Action item
Extract the lines that start at the beginning of the records and end at the line containing "129L73 149L38 138L28", copying them unchanged with both ends included. Leave the pictures out of your answer.

Collected data entries
--

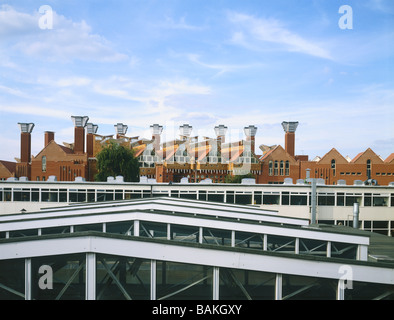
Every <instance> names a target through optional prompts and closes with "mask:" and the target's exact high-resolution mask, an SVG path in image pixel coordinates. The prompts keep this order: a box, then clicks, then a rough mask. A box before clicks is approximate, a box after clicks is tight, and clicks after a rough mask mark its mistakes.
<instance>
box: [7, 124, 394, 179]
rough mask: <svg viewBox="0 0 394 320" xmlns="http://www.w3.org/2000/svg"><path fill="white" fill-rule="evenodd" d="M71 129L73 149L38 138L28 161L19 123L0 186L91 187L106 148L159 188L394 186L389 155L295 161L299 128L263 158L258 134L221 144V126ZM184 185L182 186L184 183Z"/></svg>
mask: <svg viewBox="0 0 394 320" xmlns="http://www.w3.org/2000/svg"><path fill="white" fill-rule="evenodd" d="M71 118H72V120H73V122H74V142H73V143H69V144H64V145H60V144H57V143H56V142H55V133H54V132H50V131H47V132H45V134H44V145H43V149H42V150H41V151H40V152H39V153H38V154H37V155H36V156H32V155H31V133H32V130H33V128H34V124H33V123H19V126H20V129H21V154H20V159H19V161H17V162H16V163H15V162H9V161H0V179H7V178H9V177H17V178H20V177H27V178H28V179H29V180H39V181H44V180H48V178H49V177H51V176H54V177H56V179H57V180H59V181H74V180H75V178H76V177H81V178H83V179H86V180H87V181H93V180H94V174H95V173H96V158H95V156H96V155H97V153H98V152H100V150H102V148H103V147H105V146H106V145H107V144H108V143H109V142H115V143H119V144H122V145H124V146H126V147H128V148H130V149H133V150H134V152H135V156H136V157H138V159H139V161H140V164H141V167H140V176H144V177H146V178H152V179H156V181H157V182H180V181H181V180H182V179H184V178H186V179H187V181H189V182H201V181H203V180H206V179H210V180H212V182H213V183H223V182H224V181H225V178H226V176H228V175H243V174H247V173H252V174H253V175H254V177H255V178H256V183H259V184H267V183H268V184H280V183H284V181H285V179H286V178H287V179H289V178H290V179H291V180H292V181H293V183H296V182H297V180H305V179H306V172H307V169H310V177H311V178H320V179H323V180H324V181H325V184H327V185H331V184H343V183H346V184H353V183H354V181H355V180H359V181H361V182H367V181H369V183H372V184H380V185H387V184H389V183H390V182H394V153H392V154H391V155H390V156H389V157H387V159H385V160H384V159H382V158H381V157H380V156H378V155H377V154H376V153H375V152H374V151H373V150H371V149H370V148H368V149H367V150H365V151H364V152H361V153H359V154H358V155H357V156H355V157H354V158H353V159H349V158H347V157H344V156H342V155H341V154H340V153H339V152H338V151H337V150H336V149H335V148H332V149H331V150H330V151H329V152H327V153H326V154H325V155H324V156H323V157H321V158H320V157H317V158H316V159H313V160H312V161H311V160H309V159H308V156H306V155H295V132H296V129H297V126H298V122H283V123H282V127H283V129H284V131H285V135H284V145H285V146H284V148H283V147H282V146H280V145H276V146H266V145H261V146H260V150H261V152H262V155H256V150H255V135H256V132H257V128H256V127H255V126H248V127H245V128H244V134H245V139H242V140H239V141H236V142H226V141H225V136H226V131H227V127H225V126H224V125H219V126H216V127H215V128H214V131H215V134H216V137H215V138H209V137H203V138H202V139H200V140H199V138H198V137H193V136H192V135H191V132H192V130H193V128H192V127H191V126H190V125H188V124H184V125H182V126H180V127H179V130H180V137H179V139H174V140H172V141H166V142H161V133H162V131H163V127H162V126H160V125H158V124H154V125H152V126H151V131H152V138H151V139H144V138H139V137H138V136H135V137H127V136H126V133H127V126H126V125H124V124H122V123H118V124H116V125H115V128H116V138H115V139H114V138H113V136H112V135H107V136H102V135H99V134H97V129H98V127H97V125H94V124H92V123H88V120H89V118H88V117H86V116H77V117H75V116H73V117H71ZM182 181H183V180H182Z"/></svg>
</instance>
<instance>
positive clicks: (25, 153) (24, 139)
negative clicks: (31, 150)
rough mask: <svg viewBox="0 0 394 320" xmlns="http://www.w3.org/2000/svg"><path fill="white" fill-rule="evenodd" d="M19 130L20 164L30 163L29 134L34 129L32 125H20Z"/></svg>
mask: <svg viewBox="0 0 394 320" xmlns="http://www.w3.org/2000/svg"><path fill="white" fill-rule="evenodd" d="M18 125H19V128H20V129H21V162H23V163H30V161H31V132H32V131H33V128H34V123H20V122H18Z"/></svg>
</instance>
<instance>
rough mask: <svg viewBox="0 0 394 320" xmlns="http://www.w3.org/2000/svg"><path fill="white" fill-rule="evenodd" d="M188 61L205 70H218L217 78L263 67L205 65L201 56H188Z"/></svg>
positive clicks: (210, 64) (252, 65) (258, 65)
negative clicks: (255, 67) (235, 72)
mask: <svg viewBox="0 0 394 320" xmlns="http://www.w3.org/2000/svg"><path fill="white" fill-rule="evenodd" d="M187 57H188V59H189V60H190V61H191V62H193V63H196V64H198V65H200V66H202V67H204V68H208V69H213V70H217V71H218V73H217V74H216V76H219V75H222V74H224V73H227V72H234V71H237V70H243V69H249V68H255V67H259V66H261V64H245V65H237V64H210V63H205V62H202V61H201V60H200V56H199V55H197V54H188V55H187Z"/></svg>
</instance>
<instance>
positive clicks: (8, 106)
mask: <svg viewBox="0 0 394 320" xmlns="http://www.w3.org/2000/svg"><path fill="white" fill-rule="evenodd" d="M0 111H2V112H6V113H16V114H24V115H34V116H43V117H51V118H57V119H65V118H67V117H69V116H70V113H69V112H67V111H64V110H58V109H55V108H44V107H39V106H36V105H33V104H31V105H8V104H0Z"/></svg>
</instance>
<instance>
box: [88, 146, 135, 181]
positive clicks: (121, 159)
mask: <svg viewBox="0 0 394 320" xmlns="http://www.w3.org/2000/svg"><path fill="white" fill-rule="evenodd" d="M96 158H97V171H98V173H97V174H96V175H95V177H94V178H95V180H96V181H107V178H108V177H109V176H112V177H116V176H123V179H124V181H125V182H138V181H139V173H140V164H139V162H138V159H137V158H136V157H134V152H133V151H132V150H130V149H128V148H126V147H124V146H121V145H119V144H117V143H111V144H109V145H108V146H107V147H105V148H104V149H103V150H101V151H100V152H99V153H98V154H97V156H96Z"/></svg>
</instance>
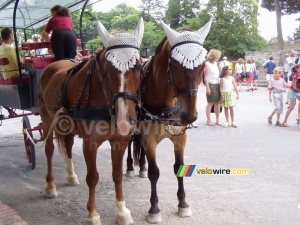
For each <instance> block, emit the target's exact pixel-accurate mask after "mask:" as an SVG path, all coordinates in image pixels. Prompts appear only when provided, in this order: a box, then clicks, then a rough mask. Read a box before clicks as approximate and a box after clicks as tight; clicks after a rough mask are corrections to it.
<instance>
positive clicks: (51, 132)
mask: <svg viewBox="0 0 300 225" xmlns="http://www.w3.org/2000/svg"><path fill="white" fill-rule="evenodd" d="M42 111H45V109H44V110H41V112H42ZM46 113H47V112H44V114H46ZM41 117H42V119H43V114H42V113H41ZM46 117H47V118H45V119H43V120H42V121H43V133H44V135H45V137H48V138H47V140H46V143H45V154H46V158H47V174H46V182H47V185H46V189H45V190H46V197H47V198H54V197H56V196H57V195H58V194H57V191H56V185H55V183H54V176H53V172H52V157H53V152H54V144H53V131H50V130H49V128H50V125H48V124H47V123H46V121H51V122H52V120H51V118H50V116H46ZM49 132H50V133H49ZM48 133H49V135H48Z"/></svg>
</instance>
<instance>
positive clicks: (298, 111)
mask: <svg viewBox="0 0 300 225" xmlns="http://www.w3.org/2000/svg"><path fill="white" fill-rule="evenodd" d="M220 56H221V52H220V51H219V50H216V49H212V50H210V51H209V53H208V55H207V61H206V67H205V69H204V85H205V87H206V99H207V105H206V109H205V113H206V119H207V122H206V124H207V125H209V126H214V125H218V126H223V127H224V128H227V127H230V126H231V127H235V128H237V124H236V122H235V117H234V107H235V102H236V100H238V99H239V91H241V87H242V83H243V82H246V85H247V91H252V92H253V91H254V90H258V88H257V82H256V80H257V79H258V72H257V65H256V64H255V61H254V60H253V59H248V60H247V61H246V63H245V61H244V60H243V59H242V58H239V59H238V60H237V62H236V64H235V66H234V72H235V73H234V74H232V69H231V68H230V64H229V62H228V61H227V57H226V56H224V57H223V60H222V61H221V62H219V63H218V60H219V58H220ZM295 56H297V57H295ZM218 65H219V66H218ZM262 67H263V71H264V73H265V77H266V81H267V87H268V90H269V101H270V102H273V103H274V106H275V108H274V110H273V111H272V112H271V114H270V115H269V116H268V118H267V119H268V123H269V124H270V125H272V118H273V116H274V115H275V114H276V122H275V125H276V126H281V127H289V125H288V123H287V120H288V117H289V115H290V113H291V111H292V110H293V109H294V108H295V106H296V100H297V99H298V100H299V101H300V89H298V88H297V86H296V83H297V81H298V79H299V78H300V52H299V53H298V52H295V51H294V50H290V51H289V56H288V57H286V59H285V67H284V69H283V68H281V67H278V66H277V65H276V63H275V61H274V58H273V57H272V56H270V57H269V60H267V61H266V62H264V63H263V65H262ZM238 86H239V90H238ZM286 90H287V91H286ZM234 92H235V94H234ZM284 92H287V98H286V102H285V103H286V104H288V105H289V106H288V110H287V112H286V114H285V117H284V120H283V122H282V123H281V122H280V116H281V114H283V102H284V101H283V98H284V96H283V93H284ZM222 108H224V114H225V123H223V124H222V122H221V120H220V111H222ZM212 112H214V114H215V118H216V119H215V122H212V119H211V113H212ZM229 117H230V119H229ZM297 124H300V104H298V119H297ZM194 127H196V126H194ZM299 130H300V127H299Z"/></svg>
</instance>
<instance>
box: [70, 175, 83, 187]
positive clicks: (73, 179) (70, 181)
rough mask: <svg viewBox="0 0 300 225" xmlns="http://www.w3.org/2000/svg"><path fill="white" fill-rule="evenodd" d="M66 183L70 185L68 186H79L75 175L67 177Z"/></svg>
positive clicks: (77, 180) (70, 175) (78, 181)
mask: <svg viewBox="0 0 300 225" xmlns="http://www.w3.org/2000/svg"><path fill="white" fill-rule="evenodd" d="M67 182H68V185H70V186H76V185H79V184H80V183H79V181H78V178H77V175H76V174H75V173H73V174H72V175H69V176H68V178H67Z"/></svg>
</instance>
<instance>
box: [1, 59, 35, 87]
mask: <svg viewBox="0 0 300 225" xmlns="http://www.w3.org/2000/svg"><path fill="white" fill-rule="evenodd" d="M7 64H9V60H8V58H6V57H3V58H0V66H5V65H7ZM13 71H16V72H17V71H19V70H13ZM0 72H1V71H0ZM21 83H22V84H24V83H29V76H23V77H22V79H21V78H20V76H15V77H10V78H8V79H6V80H4V78H3V77H2V76H0V85H14V84H21Z"/></svg>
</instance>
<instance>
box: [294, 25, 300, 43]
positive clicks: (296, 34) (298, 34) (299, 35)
mask: <svg viewBox="0 0 300 225" xmlns="http://www.w3.org/2000/svg"><path fill="white" fill-rule="evenodd" d="M294 40H300V26H299V27H298V28H297V29H296V31H295V33H294Z"/></svg>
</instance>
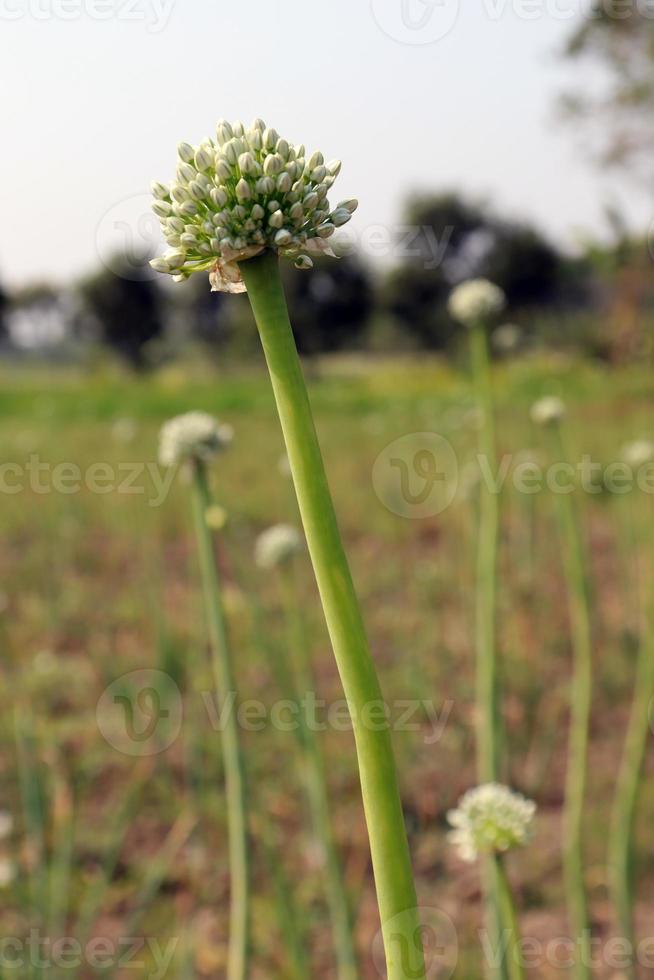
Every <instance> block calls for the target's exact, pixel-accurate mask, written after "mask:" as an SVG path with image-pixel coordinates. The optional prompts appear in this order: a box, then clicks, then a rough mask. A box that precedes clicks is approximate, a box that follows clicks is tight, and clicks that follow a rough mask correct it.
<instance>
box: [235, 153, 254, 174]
mask: <svg viewBox="0 0 654 980" xmlns="http://www.w3.org/2000/svg"><path fill="white" fill-rule="evenodd" d="M238 166H239V169H240V171H241V173H242V174H256V172H257V165H256V163H255V160H254V157H253V156H252V154H251V153H241V155H240V157H239V158H238Z"/></svg>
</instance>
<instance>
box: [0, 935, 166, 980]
mask: <svg viewBox="0 0 654 980" xmlns="http://www.w3.org/2000/svg"><path fill="white" fill-rule="evenodd" d="M178 943H179V938H178V937H171V938H169V939H168V940H166V941H165V942H162V941H161V940H160V939H156V938H154V937H152V936H121V937H118V938H117V939H110V938H108V937H104V936H96V937H94V938H93V939H89V940H88V942H85V943H81V942H80V941H79V939H76V938H75V937H74V936H59V937H57V938H53V937H51V936H44V935H43V934H42V933H41V932H40V931H39V930H38V929H31V930H30V932H29V934H28V935H27V936H24V937H19V936H2V937H0V969H1V970H2V971H3V975H5V971H6V975H7V976H16V977H25V976H28V975H31V974H32V973H33V972H35V971H39V972H40V971H50V970H59V971H65V970H71V971H78V970H79V969H80V968H82V967H84V968H88V969H90V970H93V971H95V970H106V971H111V975H112V976H115V975H116V973H117V972H118V971H119V970H120V971H122V970H134V971H139V972H138V976H140V977H143V978H144V980H164V977H166V976H169V970H170V967H171V965H172V962H173V958H174V956H175V951H176V949H177V945H178Z"/></svg>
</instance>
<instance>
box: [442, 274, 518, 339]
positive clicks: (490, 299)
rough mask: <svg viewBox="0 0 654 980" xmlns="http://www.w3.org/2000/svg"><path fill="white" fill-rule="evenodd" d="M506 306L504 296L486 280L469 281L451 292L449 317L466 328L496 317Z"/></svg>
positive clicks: (505, 296)
mask: <svg viewBox="0 0 654 980" xmlns="http://www.w3.org/2000/svg"><path fill="white" fill-rule="evenodd" d="M505 305H506V296H505V295H504V292H503V291H502V290H501V289H500V287H499V286H496V285H495V283H492V282H489V281H488V279H469V280H468V282H463V283H461V285H460V286H457V287H456V289H454V290H453V291H452V294H451V296H450V301H449V303H448V309H449V311H450V316H452V317H453V319H455V320H458V322H459V323H462V324H463V325H464V326H466V327H471V326H474V325H475V324H476V323H480V322H484V321H486V320H488V319H491V318H492V317H495V316H498V315H499V314H500V313H501V312H502V310H503V309H504V307H505Z"/></svg>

--

Solution to the problem
Every <instance> names a target through optional prompts and closes with "mask:" and the target's exact high-resolution mask, an SVG path in image pixel coordinates. The prompts keep this order: a box, then clicks, then a rough mask. A box before clicks is approximate, a box after clicks is tight, and clicks after a rough mask mark its mistakes.
<instance>
box: [7, 124, 394, 179]
rough mask: <svg viewBox="0 0 394 320" xmlns="http://www.w3.org/2000/svg"><path fill="white" fill-rule="evenodd" d="M71 129L73 149L38 138L28 161L19 123L0 186L91 187L106 148L159 188L394 186L389 155L295 161L299 128L263 158L258 134L221 144V126ZM184 185L182 186L184 183Z"/></svg>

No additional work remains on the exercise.